→ **Task to carry out**
Quote word for word the rows from the line containing "drop a point: the running backpack" through the line containing "(1043, 474)", with both of those lines included.

--- Begin Input material ---

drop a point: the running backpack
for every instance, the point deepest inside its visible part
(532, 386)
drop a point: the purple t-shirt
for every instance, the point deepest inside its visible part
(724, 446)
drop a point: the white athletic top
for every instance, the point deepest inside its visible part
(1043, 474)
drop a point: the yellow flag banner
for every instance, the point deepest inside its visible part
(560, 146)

--- End Input material ---
--- Begin Input material ---

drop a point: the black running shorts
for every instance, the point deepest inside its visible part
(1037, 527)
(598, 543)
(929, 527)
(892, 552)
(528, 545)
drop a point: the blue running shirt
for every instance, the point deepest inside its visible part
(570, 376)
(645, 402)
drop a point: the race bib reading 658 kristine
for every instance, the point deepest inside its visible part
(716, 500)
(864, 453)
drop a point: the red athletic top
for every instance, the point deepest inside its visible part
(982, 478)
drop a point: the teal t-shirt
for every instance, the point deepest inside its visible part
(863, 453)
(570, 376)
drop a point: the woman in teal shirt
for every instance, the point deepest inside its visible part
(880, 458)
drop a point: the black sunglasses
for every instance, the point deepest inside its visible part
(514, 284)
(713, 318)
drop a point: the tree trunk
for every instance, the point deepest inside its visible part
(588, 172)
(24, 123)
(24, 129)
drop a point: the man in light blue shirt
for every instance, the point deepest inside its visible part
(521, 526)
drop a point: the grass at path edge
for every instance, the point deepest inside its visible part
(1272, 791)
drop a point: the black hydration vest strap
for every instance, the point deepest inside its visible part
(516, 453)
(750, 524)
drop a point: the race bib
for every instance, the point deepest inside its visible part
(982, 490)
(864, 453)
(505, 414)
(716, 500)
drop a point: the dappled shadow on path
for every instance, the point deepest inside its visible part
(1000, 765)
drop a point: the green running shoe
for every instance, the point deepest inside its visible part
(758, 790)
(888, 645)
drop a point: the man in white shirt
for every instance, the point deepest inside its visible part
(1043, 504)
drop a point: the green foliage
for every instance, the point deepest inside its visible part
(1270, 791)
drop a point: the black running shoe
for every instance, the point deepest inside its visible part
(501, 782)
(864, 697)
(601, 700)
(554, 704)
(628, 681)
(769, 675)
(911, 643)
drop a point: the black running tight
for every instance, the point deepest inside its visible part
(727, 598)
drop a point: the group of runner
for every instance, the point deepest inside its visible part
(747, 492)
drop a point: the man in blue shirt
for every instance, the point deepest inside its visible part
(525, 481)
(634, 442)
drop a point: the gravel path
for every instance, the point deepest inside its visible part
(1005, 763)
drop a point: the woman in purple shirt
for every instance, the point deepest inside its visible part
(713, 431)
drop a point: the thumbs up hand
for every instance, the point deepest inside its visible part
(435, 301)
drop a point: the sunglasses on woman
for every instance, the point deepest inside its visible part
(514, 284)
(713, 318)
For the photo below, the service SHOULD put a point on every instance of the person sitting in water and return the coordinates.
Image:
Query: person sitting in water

--- End Input material ---

→ **Task answer**
drop a point: the running backpack
for every instance, the point deepest inside its visible part
(532, 386)
drop a point: the purple t-shirt
for every instance, the point deepest inside its visible part
(724, 446)
drop a point: the white athletic top
for every instance, the point deepest inside its visible part
(1043, 474)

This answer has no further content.